> **Problem to solve**
Can you repeat verbatim the stretch of rows below, from the first one through the one containing "[32,0,56,5]", with both ends included? Leave the pictures out of your answer.

> **Materials provided**
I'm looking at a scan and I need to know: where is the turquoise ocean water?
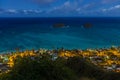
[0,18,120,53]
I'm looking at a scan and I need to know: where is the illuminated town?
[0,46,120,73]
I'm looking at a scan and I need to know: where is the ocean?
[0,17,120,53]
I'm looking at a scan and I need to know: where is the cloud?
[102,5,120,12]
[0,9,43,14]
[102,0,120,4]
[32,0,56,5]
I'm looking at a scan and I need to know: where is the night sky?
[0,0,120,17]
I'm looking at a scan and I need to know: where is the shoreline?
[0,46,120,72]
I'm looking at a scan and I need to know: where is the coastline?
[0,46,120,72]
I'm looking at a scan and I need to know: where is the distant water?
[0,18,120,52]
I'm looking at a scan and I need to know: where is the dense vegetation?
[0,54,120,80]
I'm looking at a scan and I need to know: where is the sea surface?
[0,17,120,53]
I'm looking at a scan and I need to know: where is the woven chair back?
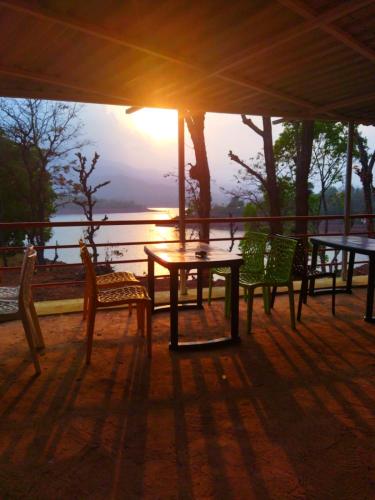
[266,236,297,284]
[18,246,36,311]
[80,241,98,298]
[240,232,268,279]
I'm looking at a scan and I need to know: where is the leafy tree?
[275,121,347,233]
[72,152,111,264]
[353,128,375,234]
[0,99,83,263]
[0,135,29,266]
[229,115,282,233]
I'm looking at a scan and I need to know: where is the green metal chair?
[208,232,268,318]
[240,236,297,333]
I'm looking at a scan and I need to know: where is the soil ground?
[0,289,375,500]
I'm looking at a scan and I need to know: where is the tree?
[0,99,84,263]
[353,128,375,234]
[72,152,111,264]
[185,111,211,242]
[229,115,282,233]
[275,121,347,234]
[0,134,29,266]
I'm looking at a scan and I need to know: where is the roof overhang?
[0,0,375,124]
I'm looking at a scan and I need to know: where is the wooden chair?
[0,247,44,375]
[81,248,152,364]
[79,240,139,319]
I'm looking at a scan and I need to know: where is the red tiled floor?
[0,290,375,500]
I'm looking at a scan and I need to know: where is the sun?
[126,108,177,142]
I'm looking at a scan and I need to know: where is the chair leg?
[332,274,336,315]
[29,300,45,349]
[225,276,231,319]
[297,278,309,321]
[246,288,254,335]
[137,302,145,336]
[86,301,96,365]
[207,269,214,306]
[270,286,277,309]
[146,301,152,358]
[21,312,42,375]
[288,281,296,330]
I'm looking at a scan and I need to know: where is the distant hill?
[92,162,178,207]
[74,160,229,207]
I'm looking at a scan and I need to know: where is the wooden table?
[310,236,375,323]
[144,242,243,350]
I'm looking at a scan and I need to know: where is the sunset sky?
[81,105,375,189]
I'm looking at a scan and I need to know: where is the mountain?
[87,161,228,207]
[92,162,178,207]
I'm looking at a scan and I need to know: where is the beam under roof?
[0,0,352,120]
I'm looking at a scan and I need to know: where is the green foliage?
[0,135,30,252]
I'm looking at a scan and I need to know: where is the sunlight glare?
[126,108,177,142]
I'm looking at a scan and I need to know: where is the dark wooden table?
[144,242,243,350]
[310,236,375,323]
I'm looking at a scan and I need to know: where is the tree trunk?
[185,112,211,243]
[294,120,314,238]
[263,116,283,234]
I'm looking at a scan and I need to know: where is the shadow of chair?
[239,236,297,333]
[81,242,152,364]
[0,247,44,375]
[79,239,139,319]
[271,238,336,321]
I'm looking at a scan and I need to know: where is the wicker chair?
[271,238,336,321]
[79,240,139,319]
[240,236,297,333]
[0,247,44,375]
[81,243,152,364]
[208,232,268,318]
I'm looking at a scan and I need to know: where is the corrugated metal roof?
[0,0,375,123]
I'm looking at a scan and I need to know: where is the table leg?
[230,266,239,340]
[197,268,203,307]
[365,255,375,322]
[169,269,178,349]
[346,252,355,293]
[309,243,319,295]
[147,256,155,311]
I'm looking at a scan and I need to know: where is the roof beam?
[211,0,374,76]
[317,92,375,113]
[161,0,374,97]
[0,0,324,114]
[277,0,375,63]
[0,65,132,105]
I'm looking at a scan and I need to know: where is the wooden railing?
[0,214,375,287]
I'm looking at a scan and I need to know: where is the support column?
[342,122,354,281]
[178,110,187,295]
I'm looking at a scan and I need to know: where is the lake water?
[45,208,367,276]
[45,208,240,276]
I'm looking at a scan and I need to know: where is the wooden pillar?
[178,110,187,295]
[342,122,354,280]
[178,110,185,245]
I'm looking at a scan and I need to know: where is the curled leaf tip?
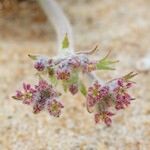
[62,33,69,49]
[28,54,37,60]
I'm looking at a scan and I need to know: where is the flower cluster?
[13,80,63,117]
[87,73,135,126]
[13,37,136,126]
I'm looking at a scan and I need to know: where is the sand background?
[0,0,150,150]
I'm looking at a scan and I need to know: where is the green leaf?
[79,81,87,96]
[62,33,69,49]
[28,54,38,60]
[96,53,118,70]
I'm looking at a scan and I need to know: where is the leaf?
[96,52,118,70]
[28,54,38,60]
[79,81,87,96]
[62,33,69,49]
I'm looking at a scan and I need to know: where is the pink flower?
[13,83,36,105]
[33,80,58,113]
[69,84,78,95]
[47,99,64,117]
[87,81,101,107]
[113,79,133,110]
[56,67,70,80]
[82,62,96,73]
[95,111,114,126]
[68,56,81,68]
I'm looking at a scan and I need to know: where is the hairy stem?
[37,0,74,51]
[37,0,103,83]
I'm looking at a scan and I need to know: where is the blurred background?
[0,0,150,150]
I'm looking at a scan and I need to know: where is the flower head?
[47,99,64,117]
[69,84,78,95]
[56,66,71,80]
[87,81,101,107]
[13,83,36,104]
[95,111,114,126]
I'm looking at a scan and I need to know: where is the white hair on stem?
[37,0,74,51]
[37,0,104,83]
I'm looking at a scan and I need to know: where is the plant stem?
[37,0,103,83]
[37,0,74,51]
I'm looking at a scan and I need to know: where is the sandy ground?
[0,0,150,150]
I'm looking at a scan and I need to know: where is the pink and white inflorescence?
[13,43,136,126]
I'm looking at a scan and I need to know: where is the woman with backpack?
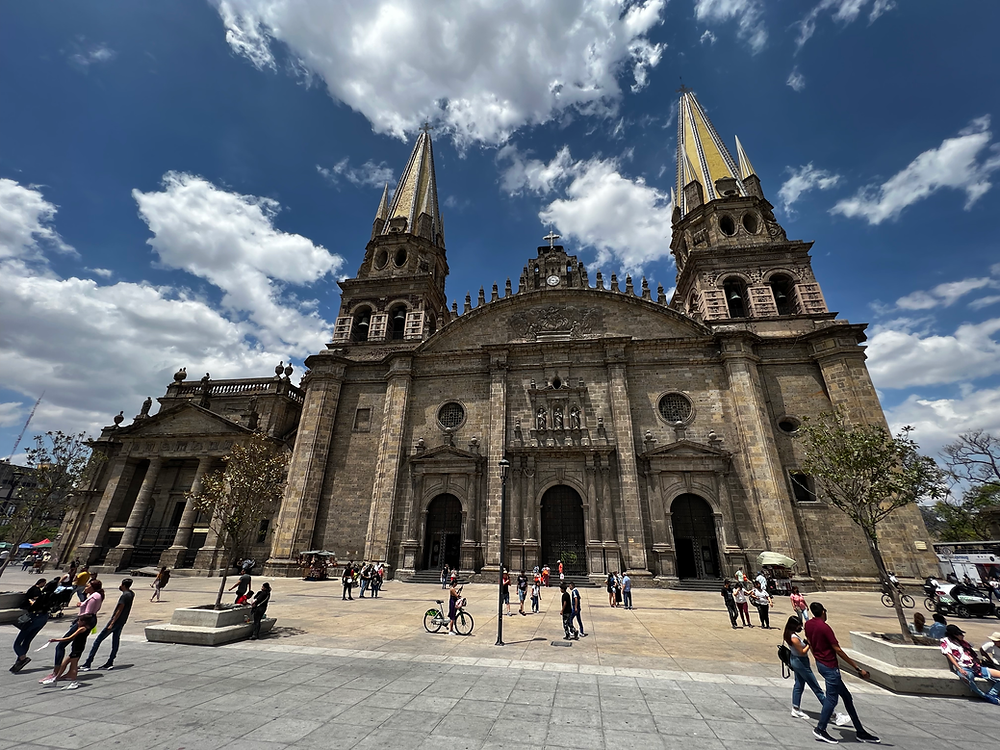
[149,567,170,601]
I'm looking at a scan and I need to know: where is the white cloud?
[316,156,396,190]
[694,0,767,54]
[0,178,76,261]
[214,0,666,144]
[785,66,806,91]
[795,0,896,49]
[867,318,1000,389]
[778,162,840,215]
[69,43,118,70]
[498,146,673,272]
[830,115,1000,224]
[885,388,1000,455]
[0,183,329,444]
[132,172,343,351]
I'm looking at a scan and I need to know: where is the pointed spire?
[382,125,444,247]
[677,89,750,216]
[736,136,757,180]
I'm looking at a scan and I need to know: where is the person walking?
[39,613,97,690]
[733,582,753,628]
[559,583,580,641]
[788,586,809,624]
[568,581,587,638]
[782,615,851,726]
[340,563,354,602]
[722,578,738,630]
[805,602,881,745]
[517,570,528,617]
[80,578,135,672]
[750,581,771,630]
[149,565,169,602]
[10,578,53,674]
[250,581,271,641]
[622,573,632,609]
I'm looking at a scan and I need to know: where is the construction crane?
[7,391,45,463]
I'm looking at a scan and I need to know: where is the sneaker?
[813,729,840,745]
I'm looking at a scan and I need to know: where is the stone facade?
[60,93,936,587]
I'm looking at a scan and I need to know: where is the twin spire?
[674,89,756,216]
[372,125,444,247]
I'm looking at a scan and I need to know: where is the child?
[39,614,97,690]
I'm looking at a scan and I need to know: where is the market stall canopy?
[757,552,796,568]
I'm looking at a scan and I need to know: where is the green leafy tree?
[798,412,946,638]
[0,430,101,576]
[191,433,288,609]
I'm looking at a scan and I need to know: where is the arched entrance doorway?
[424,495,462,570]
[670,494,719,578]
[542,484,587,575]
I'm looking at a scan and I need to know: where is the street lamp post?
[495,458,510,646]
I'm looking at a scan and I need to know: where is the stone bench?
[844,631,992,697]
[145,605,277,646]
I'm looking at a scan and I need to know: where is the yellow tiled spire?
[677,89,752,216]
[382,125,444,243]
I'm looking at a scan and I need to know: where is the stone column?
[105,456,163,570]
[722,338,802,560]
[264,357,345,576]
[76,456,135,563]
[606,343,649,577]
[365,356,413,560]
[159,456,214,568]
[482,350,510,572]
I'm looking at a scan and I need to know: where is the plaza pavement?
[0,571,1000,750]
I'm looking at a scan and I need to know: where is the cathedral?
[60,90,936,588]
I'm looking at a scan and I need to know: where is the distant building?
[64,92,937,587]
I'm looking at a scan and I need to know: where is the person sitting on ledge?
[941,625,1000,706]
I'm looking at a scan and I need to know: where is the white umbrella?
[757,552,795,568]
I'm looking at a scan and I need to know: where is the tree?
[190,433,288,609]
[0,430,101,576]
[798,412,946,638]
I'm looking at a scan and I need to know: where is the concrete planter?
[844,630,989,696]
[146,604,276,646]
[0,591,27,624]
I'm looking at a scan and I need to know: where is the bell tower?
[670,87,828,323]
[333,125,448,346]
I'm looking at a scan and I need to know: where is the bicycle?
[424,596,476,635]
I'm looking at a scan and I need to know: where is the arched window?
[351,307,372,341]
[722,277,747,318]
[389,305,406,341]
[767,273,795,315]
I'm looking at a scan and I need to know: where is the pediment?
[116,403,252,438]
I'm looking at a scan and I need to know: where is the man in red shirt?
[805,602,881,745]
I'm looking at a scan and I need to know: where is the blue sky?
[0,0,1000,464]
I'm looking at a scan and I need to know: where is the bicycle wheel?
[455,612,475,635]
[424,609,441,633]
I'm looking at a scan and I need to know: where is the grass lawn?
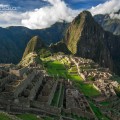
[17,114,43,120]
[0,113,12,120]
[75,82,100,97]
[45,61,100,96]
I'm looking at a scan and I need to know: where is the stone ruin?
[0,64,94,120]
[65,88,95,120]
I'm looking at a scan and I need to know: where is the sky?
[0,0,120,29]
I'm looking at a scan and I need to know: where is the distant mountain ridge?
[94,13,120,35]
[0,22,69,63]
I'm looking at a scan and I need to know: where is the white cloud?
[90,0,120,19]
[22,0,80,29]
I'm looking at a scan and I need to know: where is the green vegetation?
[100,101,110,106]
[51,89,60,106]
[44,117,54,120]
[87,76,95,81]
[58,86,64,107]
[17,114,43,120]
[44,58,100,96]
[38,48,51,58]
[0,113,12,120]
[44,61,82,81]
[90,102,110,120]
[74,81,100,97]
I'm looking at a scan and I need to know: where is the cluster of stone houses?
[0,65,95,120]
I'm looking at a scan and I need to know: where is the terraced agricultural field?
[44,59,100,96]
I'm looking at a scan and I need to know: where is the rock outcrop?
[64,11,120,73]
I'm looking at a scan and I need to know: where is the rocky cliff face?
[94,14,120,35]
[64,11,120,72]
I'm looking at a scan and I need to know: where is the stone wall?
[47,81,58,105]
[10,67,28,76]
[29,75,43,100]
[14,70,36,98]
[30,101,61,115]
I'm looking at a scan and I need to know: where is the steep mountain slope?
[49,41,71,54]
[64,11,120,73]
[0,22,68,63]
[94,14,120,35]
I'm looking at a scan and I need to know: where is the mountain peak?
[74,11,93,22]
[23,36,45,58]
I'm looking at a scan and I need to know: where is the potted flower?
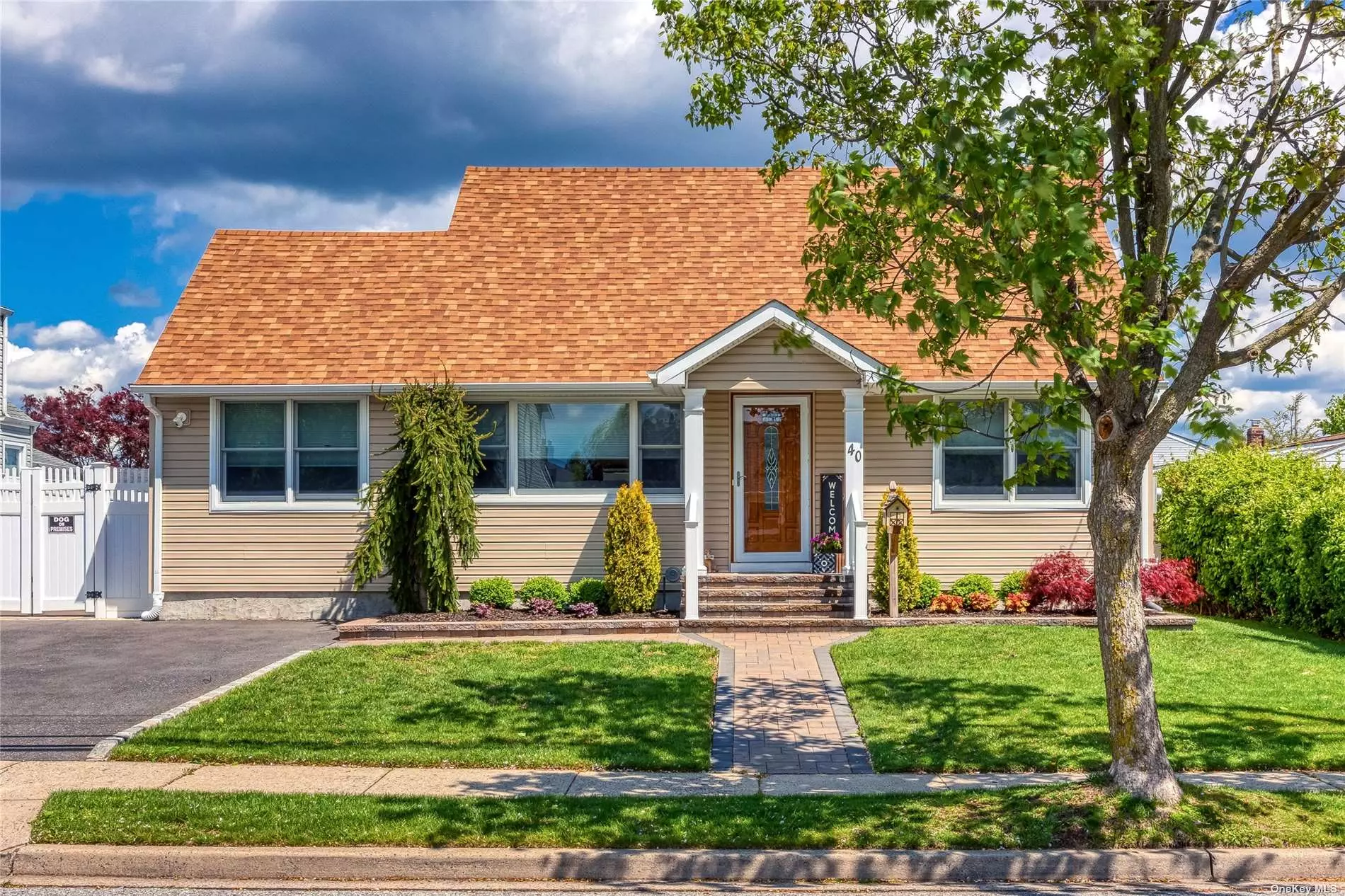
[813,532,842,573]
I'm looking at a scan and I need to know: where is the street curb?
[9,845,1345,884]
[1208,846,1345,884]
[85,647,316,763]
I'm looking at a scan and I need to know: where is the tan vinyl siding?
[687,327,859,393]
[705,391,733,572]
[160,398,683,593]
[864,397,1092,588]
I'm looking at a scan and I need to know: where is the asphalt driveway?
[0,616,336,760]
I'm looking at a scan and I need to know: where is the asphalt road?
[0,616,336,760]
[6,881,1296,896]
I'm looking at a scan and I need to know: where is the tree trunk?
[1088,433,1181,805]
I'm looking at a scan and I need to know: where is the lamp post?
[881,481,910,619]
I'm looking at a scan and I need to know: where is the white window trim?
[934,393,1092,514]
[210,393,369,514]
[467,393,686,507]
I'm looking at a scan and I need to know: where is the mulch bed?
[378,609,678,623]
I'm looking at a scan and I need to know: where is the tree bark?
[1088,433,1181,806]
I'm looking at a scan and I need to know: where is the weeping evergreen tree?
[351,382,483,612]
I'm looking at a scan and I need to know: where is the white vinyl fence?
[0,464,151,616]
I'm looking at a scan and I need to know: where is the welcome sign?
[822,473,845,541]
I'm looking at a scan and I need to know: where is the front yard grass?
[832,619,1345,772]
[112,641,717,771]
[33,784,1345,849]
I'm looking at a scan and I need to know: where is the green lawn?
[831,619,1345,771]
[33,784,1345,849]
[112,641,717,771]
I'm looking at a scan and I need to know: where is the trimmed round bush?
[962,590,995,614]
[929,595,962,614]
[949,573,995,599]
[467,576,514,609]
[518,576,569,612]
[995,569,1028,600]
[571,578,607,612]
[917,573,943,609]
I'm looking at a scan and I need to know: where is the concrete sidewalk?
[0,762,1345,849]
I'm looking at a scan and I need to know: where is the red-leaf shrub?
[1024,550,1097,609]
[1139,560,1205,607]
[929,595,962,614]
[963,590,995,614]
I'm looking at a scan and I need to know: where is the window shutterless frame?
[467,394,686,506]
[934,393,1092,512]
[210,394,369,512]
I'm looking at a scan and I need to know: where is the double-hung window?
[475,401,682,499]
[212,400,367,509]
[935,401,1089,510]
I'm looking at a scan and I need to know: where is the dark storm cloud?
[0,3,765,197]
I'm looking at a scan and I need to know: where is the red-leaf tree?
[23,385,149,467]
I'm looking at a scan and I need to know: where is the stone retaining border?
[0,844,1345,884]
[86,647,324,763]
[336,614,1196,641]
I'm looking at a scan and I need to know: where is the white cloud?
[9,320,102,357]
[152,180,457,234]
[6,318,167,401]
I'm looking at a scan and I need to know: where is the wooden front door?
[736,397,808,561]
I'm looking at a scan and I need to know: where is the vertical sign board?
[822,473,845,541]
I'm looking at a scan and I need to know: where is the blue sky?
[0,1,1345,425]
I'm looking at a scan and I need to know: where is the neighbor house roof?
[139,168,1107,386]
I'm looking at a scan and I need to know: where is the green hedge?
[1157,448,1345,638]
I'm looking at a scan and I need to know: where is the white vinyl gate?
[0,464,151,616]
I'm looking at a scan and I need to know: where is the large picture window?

> **Output below**
I'm looking at a scan and I need to know: where is the turquoise ocean water?
[0,18,120,53]
I'm looking at a scan and I need to know: where is the illuminated town?
[0,46,120,73]
I'm looking at a scan and I need to know: where is the ocean?
[0,17,120,53]
I'm looking at a scan and I need to know: where is the cloud?
[102,5,120,12]
[0,9,43,14]
[102,0,120,4]
[32,0,56,5]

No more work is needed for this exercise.